• [Labeled-object pointing records]:

◇ ◇ ◇ ◇ ◇ ◇ ◇

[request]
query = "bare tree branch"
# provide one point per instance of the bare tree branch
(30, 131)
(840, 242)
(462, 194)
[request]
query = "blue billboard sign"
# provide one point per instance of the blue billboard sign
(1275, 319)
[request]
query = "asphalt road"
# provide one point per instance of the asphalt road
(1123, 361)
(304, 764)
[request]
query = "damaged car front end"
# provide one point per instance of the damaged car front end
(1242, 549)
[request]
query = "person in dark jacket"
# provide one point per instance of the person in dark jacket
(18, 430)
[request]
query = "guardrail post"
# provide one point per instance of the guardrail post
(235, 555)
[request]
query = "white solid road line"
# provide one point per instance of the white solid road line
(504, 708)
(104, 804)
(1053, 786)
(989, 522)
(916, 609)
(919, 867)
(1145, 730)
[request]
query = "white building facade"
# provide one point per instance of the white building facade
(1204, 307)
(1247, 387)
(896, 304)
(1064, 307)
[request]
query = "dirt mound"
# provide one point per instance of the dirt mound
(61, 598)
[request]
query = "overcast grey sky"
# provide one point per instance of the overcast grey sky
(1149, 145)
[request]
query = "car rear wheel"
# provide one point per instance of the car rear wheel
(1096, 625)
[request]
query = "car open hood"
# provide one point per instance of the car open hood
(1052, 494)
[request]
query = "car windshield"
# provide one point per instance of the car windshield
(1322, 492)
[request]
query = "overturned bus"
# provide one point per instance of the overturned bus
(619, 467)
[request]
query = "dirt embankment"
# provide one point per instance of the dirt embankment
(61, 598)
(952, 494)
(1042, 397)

◇ ◇ ◇ ◇ ◇ ◇ ◇

• [PROMPT]:
Reproduce the records from the first line through the line containing "(1242, 549)", including each request as it stands, and scale every point coordinate by 0.65, rounding to whole numbers with halves rounded up.

• [WRITTEN ANSWER]:
[request]
query = "bare tree branch"
# provide one point per instance of the bare tree branch
(20, 85)
(546, 157)
(300, 126)
[request]
query = "blue billboard sign"
# provide one point per instance of the blue billboard sign
(829, 207)
[request]
query = "asphalt road"
# provide one point per instance of the asphalt road
(730, 235)
(198, 497)
[request]
query = "damaged car front end"
# provide one point per instance of the damaged car front end
(807, 357)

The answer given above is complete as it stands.